TEXT PROVIDED:
The only class that interested me at the nearby cancer center was a weekly nutrition group meeting. The focus was on whole foods, boosting the immune system naturally, incorporating fresh vegetables and getting all the fat and junk out of our diets. I had been a vegetarian since the 1970s so I thought I was in pretty good shape! Ha!
There was a lot of discussion at the class about the Kushi diet, and I had absolutely no idea what people were referring to. And it seemed that no one else there knew much either. So the nutritionist decided to have someone come and present a demonstration of macrobiotic cooking. When I got to the session, it was packed to capacity. I was amazed at the interest and the collection of people who attended. Some attendees were so ill – so hungry for something that would help.
The teacher, Warren Kramer, was already busy, with burners going and food cooking. The aroma was so inviting. He worked diligently, calmly, smiling as people came into the room. His assistant was a beautiful tall, slender woman, working in silence with a calmness and gentle smile.
As the class began, Warren introduced himself and started talking about “the powerful role food plays in creating our health.” He explained that what we choose to eat day to day and how we prepare it creates our blood quality, which in turns creates our tissues, organs and lymph fluid, which influences our physical, mental, emotional and spiritual health.
That lecture changed my life and direction. I wanted to know this gentle man who loved what he was talking about and loved sharing it with others. He had a confidence and strength I wanted for myself. I knew instinctively that macrobiotics was true for me. I didn’t need any other proof. It made perfect sense. It was as clear as it was simple.
I stayed that night after class, doing dishes, taking out the trash, and helping Warren pack up his cooking gear. But mostly, I listened – allowing myself to be open instead of fearful. I was filled with gratitude.
I felt happy, hopeful, and optimistic. That was my first macrobiotic cooking class with Warren and I haven’t missed more than a few since. Warren became my teacher, my counselor and now my dearest friend, who continues to share his passion with me and the macrobiotic community in Boston. I’ve had the pleasure of assisting him with classes now for many years, and I’m still learning. (I also spent a year studying at Denny Waxman’s Strengthening Health Institute in Philadelphia, which has improved my macrobiotic practice, and deepened friendships that I treasure.)
Here’s what I’ve learned to be true in 12 years of macrobiotic practice:
• Food is the most powerful factor in creating health. Once our
body is strong, our mind and heart opens and our spirit can soar.
Through this practice, you’ll find peace and confidence where there was once fear. And joy where there was anger and sadness.
Today, at 53, I am happily, gratefully enjoying excellent health. My family and friends admire my way of life now. They remark on my amazing energy, my endurance, my disposition and my joy. They think I look amazing for my age … thank God! I continue to explain that changing the inner environment first creates our outward appearance.
You can never say thank you too much. So, Meg, thank you for asking me to write this. Thank you for sharing your story in Becoming Whole. Thank you, Warren, for your continued friendship, guidance and love. Thanks to the Universe for all that I’ve been given and for the freedom to choose the life I want.
Blessings to you and me for taking the best possible care of our families, our friends, our planet and ourselves.

EXERCISE DATA:
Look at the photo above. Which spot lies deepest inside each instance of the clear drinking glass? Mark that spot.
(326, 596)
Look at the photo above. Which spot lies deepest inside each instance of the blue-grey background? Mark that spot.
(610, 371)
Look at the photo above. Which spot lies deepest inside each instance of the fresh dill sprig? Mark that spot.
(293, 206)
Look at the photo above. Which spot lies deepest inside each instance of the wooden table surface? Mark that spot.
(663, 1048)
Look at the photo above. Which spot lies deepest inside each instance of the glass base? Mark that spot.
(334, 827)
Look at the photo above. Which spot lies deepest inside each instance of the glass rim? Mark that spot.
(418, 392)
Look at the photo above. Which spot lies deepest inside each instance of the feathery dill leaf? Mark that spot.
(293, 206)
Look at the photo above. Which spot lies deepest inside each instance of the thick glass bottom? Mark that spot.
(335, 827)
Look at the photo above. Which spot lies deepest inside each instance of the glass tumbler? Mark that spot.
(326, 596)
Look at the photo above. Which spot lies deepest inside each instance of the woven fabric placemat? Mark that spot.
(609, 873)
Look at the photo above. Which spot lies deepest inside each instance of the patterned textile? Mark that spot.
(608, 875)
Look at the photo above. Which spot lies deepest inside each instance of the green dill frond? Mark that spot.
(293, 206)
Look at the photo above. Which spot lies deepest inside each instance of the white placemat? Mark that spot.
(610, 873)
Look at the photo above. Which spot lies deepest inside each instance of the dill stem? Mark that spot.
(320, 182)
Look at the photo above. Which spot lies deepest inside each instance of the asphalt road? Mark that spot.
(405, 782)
--
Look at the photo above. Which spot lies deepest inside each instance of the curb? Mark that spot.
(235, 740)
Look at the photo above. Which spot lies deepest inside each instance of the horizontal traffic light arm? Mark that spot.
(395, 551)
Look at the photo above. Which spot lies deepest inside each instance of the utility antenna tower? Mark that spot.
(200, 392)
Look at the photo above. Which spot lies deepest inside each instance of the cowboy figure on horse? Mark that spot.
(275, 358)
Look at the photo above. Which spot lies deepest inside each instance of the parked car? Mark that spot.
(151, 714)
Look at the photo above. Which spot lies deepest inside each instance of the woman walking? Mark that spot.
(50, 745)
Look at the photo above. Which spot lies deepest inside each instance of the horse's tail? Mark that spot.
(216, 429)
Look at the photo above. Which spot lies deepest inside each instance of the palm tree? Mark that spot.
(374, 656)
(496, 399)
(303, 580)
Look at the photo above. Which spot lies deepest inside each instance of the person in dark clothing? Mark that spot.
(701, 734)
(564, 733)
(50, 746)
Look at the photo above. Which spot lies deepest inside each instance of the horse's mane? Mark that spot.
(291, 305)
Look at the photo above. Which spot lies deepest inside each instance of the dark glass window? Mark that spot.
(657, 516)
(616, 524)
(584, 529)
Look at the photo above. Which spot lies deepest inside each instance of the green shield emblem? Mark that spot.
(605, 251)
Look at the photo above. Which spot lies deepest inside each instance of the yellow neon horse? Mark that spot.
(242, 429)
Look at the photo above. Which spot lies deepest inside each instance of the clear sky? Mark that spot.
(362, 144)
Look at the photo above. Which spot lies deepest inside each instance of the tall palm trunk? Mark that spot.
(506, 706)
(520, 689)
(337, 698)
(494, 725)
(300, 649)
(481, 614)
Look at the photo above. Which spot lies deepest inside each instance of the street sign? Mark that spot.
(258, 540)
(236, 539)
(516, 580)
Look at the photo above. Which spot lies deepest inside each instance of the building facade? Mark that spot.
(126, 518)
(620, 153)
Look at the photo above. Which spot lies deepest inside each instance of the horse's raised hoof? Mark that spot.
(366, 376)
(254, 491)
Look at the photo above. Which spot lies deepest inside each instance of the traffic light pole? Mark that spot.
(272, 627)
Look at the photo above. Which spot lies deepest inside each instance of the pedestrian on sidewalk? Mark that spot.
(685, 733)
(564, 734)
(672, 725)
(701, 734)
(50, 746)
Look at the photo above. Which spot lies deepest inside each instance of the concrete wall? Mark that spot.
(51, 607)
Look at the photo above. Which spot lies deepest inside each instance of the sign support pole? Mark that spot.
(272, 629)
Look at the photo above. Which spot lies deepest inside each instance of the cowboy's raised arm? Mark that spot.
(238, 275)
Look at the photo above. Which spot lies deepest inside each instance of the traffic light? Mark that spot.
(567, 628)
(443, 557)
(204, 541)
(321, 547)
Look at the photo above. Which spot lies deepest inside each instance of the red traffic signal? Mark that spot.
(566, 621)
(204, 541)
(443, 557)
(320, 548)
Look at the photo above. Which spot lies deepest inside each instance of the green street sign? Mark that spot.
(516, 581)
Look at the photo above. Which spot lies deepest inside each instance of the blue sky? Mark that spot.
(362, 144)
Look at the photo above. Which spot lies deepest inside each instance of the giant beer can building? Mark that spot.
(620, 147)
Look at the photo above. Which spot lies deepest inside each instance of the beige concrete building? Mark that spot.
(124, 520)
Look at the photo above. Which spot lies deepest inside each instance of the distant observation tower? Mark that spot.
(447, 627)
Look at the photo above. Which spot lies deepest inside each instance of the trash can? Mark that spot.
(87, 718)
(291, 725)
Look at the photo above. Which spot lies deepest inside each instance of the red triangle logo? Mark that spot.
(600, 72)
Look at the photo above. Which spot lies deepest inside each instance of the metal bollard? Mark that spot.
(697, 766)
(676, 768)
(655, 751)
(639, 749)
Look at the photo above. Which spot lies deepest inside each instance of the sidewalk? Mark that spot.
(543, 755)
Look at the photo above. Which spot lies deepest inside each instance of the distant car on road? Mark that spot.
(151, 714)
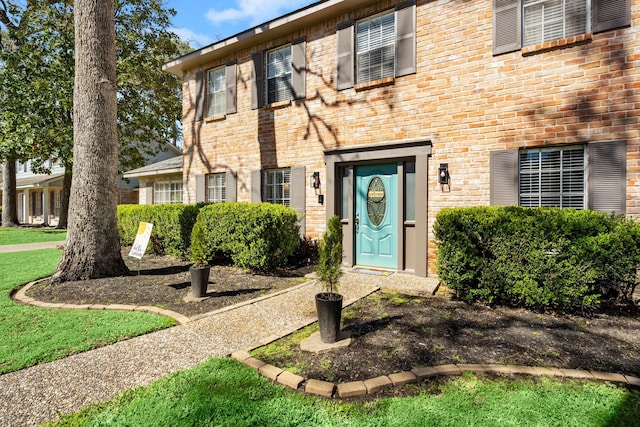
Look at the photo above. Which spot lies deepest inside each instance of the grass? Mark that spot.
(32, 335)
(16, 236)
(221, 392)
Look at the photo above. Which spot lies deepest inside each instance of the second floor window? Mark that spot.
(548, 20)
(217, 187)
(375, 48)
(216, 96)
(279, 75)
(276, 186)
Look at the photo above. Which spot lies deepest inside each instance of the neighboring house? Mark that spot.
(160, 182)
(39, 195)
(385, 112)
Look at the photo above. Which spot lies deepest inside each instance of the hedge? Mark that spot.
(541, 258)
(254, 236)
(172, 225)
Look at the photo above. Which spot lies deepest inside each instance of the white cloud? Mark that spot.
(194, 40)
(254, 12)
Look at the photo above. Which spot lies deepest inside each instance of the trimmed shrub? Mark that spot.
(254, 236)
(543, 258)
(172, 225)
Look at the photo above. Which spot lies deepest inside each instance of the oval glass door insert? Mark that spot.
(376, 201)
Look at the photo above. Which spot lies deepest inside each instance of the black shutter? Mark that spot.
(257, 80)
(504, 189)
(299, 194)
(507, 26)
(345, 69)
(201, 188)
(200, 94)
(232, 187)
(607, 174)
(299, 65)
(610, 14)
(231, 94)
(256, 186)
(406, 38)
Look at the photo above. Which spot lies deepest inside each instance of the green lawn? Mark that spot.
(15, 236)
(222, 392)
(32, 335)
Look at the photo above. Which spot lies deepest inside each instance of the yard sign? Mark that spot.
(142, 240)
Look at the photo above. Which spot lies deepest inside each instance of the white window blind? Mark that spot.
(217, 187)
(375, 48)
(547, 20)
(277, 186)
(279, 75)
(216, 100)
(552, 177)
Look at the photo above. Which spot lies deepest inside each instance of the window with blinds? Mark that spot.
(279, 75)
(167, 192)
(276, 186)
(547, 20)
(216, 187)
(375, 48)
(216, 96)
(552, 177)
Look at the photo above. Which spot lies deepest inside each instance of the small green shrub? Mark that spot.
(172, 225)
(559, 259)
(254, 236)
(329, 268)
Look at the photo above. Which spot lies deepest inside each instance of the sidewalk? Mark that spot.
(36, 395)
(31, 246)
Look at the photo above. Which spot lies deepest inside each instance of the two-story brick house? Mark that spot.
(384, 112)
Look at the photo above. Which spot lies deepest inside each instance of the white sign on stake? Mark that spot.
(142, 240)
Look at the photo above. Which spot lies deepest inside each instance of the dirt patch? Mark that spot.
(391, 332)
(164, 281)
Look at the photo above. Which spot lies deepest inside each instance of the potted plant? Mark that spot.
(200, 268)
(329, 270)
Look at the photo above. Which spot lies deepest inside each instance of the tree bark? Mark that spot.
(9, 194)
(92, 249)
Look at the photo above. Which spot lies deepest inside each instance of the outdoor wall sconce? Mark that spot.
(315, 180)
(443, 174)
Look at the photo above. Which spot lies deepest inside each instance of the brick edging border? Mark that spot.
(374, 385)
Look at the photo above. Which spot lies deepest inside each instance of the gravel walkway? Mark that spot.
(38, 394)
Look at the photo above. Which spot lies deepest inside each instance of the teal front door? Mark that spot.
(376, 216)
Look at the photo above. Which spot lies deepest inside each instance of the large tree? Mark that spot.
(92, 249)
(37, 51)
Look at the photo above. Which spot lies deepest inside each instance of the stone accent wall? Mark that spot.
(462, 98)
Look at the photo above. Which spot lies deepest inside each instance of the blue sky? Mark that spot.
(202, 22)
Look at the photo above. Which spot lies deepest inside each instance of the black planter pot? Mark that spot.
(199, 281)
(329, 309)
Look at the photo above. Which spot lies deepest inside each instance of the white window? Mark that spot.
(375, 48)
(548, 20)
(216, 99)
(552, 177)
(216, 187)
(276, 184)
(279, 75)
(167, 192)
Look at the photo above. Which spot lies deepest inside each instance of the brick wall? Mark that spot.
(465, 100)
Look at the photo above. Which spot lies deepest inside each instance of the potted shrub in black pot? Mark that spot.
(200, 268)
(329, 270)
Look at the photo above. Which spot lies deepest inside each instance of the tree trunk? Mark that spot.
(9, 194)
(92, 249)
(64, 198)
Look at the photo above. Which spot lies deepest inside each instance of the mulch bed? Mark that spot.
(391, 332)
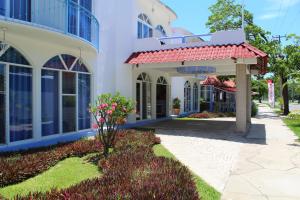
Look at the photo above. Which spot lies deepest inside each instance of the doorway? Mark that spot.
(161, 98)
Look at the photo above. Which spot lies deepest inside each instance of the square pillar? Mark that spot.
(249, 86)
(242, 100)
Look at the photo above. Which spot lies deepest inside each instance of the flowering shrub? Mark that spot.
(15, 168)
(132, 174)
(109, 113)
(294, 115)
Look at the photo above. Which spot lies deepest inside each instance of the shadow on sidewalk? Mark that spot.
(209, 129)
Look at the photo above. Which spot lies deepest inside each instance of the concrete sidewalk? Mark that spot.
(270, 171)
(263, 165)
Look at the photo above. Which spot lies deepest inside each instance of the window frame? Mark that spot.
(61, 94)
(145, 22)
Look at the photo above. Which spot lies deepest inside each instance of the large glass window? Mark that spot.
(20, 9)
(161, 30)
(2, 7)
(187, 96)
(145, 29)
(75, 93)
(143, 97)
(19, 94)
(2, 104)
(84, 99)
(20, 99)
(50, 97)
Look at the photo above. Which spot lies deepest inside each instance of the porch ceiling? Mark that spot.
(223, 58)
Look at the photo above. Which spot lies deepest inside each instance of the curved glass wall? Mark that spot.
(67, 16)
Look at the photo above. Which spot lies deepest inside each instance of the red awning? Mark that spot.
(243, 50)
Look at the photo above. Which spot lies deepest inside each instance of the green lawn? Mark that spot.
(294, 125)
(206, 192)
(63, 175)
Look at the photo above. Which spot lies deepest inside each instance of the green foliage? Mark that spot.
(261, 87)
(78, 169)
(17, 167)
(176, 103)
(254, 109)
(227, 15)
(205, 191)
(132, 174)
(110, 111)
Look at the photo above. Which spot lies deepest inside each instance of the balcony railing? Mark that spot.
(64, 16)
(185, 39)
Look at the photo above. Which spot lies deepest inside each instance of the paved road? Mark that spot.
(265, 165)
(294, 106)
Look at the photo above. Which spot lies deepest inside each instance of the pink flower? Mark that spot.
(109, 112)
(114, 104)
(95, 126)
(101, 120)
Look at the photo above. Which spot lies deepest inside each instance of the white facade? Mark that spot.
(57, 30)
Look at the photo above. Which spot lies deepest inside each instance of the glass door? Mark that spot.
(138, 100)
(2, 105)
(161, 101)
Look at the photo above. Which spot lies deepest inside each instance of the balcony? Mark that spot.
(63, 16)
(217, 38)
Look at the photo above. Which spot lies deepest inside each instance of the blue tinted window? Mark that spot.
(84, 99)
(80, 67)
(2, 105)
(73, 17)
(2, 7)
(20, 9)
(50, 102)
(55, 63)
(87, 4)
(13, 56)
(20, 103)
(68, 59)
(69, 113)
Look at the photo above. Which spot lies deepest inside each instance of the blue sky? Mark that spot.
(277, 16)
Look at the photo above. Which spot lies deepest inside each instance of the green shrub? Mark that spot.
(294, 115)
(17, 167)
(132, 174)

WORK REQUEST A:
Rewrite the portion of the account of macrobiotic practice starting with "You can never" and going on through "planet and ourselves.", putting "Best wishes" in place of "Blessings".
WORK REQUEST B:
Translate this sentence from the account of macrobiotic practice into Spanish: "Food is the most powerful factor in creating health."

WRITTEN ANSWER A:
You can never say thank you too much. So, Meg, thank you for asking me to write this. Thank you for sharing your story in Becoming Whole. Thank you, Warren, for your continued friendship, guidance and love. Thanks to the Universe for all that I’ve been given and for the freedom to choose the life I want.
Best wishes to you and me for taking the best possible care of our families, our friends, our planet and ourselves.

WRITTEN ANSWER B:
La alimentación es el factor más poderoso para crear salud.